◆ **AUSGEWÄHLTER TEXT**

◇ ◇ ◇ ◇ ◇

19 Akteure permanent auf der Bühne
Doch damit nicht genug. Bereits für heute Abend um 20.30 Uhr hat sich eine weitere Gruppe mit 19 Personen angekündigt, die für die nächsten zwei Monate ihr Quartier auf dem Trebgaster Kulturhügel aufschlagen will.
Begleitet wird dieses Ensemble von Regisseurin Jasmin Sarah Zamani, einer gebürtigen Österreicherin. Unter diesem Gesichtspunkt erscheint das, was sie vorhat, gar nicht so verwunderlich.
Obwohl man allein mit den bereits anwesenden Typen aller Couleur eigentlich einige "Geschichten aus dem Wehlitzer Wald" schreiben könnte, setzt sie noch einen drauf und will dem Publikum "Geschichten aus dem Wiener Wald" anbieten.
Dafür stehen ihr als Personal unter anderem ein Fleischerei- und ein Puppenklinik-Besitzer, ein Rittmeister, ein Onkel aus Amerika, eine Baronin, eine in gewissen Dingen zu kurz gekommene reifere Beamtenwitwe, leichte Mädchen sowie Geschäftsfreunde zur Verfügung. Ein Querschnitt aus der so genannten kleinbürgerlichen Gesellschaft.
Rein aus finanziellem Kalkül
Mittendrin das süße Wiener Mädel Marianne, Tochter eines unumschränkten Patriarchen. Sein Motto: "Die Unabhängigkeit der Frau vom Mann ist der letzte Schritt zum Bolschewismus." Aus diesem finanziellen Kalkül heraus hat er bereits einen Mann für sie ausgesucht. Dem läuft Marianne aber bei ihrer Verlobung davon. Direkt in die Arme des Hallodri Alfred.
Was erwartet die Zuschauer? "Obwohl der Titel darauf schließen lassen könnte, ist dieses Volksstück keine Komödie, sondern ein Klassiker, eine bitterböse, tragikomische Gesellschaftssatire", drückt es die Regisseurin aus.
Eine Handlung an ständig wechselnden Orten: ländliche Idylle in der Wachau, eine Straße im achten Wiener Bezirk, ein Vergnügungsetablissement, ein Caféhaus, Heurigen-Szene. Hinter der trügerischen Fassade der "Wiener Gemütlichkeit" spielen sich Gemeinheit und Bösartigkeit ab.

◇ ◇ ◇ ◇ ◇

◆ **GEGEBENE DATEN**

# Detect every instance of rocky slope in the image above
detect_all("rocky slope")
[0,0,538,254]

◇ ◇ ◇ ◇ ◇

◆ **AUFGABE**
Zitiere aus dem Text über das Theaterstück auf dem Trebgaster Kulturhügel wörtlich den Abschnitt von „Rein aus finanziellem“ bis einschließlich „und Bösartigkeit ab.“.

◆ **LÖSUNG**
Rein aus finanziellem Kalkül
Mittendrin das süße Wiener Mädel Marianne, Tochter eines unumschränkten Patriarchen. Sein Motto: "Die Unabhängigkeit der Frau vom Mann ist der letzte Schritt zum Bolschewismus." Aus diesem finanziellen Kalkül heraus hat er bereits einen Mann für sie ausgesucht. Dem läuft Marianne aber bei ihrer Verlobung davon. Direkt in die Arme des Hallodri Alfred.
Was erwartet die Zuschauer? "Obwohl der Titel darauf schließen lassen könnte, ist dieses Volksstück keine Komödie, sondern ein Klassiker, eine bitterböse, tragikomische Gesellschaftssatire", drückt es die Regisseurin aus.
Eine Handlung an ständig wechselnden Orten: ländliche Idylle in der Wachau, eine Straße im achten Wiener Bezirk, ein Vergnügungsetablissement, ein Caféhaus, Heurigen-Szene. Hinter der trügerischen Fassade der "Wiener Gemütlichkeit" spielen sich Gemeinheit und Bösartigkeit ab.